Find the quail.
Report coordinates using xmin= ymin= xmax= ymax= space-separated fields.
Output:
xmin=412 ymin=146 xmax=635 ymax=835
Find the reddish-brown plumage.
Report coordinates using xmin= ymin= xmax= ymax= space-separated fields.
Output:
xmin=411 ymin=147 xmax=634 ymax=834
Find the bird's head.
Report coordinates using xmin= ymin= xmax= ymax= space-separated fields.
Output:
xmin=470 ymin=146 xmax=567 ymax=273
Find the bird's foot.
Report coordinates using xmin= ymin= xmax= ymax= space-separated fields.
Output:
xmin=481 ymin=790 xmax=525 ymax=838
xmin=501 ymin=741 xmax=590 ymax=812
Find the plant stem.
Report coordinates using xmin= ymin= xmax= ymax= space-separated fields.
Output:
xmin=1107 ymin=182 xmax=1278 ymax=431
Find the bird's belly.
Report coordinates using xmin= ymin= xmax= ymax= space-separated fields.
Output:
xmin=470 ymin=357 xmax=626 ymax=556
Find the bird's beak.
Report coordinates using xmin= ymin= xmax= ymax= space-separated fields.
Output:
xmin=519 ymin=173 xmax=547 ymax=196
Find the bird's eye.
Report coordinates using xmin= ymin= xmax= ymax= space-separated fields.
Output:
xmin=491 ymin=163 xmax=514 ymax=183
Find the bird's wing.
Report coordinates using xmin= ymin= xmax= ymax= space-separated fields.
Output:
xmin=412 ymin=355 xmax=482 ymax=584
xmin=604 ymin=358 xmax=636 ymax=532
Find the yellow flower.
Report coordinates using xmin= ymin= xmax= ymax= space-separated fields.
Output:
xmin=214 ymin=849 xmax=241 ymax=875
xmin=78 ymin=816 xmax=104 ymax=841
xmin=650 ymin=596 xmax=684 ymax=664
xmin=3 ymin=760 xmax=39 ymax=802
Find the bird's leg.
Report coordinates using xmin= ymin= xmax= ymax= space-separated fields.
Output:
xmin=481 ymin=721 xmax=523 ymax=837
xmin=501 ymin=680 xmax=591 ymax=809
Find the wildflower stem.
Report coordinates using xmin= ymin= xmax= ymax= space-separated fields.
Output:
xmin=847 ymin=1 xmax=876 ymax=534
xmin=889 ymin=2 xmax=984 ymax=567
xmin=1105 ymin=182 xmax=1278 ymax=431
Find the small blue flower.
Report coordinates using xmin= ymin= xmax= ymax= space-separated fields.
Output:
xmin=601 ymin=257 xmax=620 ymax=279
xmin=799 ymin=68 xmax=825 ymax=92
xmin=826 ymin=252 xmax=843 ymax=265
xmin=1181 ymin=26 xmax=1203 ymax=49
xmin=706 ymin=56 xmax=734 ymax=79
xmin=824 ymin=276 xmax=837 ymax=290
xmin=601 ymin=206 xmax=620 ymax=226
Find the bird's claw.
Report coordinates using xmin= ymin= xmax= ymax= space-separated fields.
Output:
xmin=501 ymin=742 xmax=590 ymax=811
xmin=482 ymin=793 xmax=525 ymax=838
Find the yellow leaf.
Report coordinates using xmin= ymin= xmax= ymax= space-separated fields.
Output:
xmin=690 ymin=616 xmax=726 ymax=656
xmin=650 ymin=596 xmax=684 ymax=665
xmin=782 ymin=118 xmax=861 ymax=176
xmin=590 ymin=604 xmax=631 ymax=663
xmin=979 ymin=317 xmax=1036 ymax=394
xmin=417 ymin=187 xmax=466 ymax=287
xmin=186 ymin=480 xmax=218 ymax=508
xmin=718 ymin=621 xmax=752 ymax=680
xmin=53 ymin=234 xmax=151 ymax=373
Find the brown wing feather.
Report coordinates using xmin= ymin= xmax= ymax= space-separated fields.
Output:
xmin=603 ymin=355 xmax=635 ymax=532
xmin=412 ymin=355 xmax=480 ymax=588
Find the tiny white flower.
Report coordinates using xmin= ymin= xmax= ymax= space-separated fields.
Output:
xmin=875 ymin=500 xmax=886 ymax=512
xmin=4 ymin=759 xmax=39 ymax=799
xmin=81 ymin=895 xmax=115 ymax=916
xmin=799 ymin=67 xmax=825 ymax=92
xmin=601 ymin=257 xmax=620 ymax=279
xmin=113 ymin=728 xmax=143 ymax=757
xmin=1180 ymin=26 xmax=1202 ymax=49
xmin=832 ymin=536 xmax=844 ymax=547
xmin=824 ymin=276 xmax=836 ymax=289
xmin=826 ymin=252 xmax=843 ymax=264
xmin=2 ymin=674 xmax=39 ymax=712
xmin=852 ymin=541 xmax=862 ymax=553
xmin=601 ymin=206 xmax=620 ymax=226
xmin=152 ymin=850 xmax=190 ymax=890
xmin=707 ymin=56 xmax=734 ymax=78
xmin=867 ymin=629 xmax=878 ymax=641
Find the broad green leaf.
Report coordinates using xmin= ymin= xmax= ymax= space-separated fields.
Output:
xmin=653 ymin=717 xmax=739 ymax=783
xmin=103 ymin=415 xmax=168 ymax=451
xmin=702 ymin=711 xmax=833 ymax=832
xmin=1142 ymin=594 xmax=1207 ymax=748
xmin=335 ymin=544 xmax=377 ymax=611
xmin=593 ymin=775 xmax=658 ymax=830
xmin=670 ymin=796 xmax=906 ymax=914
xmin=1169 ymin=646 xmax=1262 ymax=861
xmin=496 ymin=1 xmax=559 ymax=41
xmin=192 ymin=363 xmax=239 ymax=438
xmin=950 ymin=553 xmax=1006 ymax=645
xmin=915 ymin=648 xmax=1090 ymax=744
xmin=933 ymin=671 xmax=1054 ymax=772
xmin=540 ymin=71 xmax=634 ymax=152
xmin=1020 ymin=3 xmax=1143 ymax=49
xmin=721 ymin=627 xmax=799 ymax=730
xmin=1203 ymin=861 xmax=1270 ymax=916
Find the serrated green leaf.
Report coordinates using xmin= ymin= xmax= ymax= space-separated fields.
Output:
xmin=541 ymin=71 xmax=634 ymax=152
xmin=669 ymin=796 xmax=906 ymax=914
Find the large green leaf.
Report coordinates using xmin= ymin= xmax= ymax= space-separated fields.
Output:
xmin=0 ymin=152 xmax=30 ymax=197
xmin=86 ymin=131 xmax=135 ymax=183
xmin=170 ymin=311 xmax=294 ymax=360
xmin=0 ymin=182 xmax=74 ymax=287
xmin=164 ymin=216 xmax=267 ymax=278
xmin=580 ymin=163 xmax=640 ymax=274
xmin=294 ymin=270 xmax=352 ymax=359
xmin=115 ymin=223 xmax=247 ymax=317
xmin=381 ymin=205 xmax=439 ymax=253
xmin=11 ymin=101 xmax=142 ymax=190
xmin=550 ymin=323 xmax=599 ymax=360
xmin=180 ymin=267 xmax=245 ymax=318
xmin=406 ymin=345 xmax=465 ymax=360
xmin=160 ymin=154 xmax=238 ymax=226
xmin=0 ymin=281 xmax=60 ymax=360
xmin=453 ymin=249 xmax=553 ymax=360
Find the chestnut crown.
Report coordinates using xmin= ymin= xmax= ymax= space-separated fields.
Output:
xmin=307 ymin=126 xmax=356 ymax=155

_TO DO_
Your answer must be every line from the listing above that holds the string "wing".

_RESULT FOR THIS EXERCISE_
Find the bird's wing.
Find the brown wing feather.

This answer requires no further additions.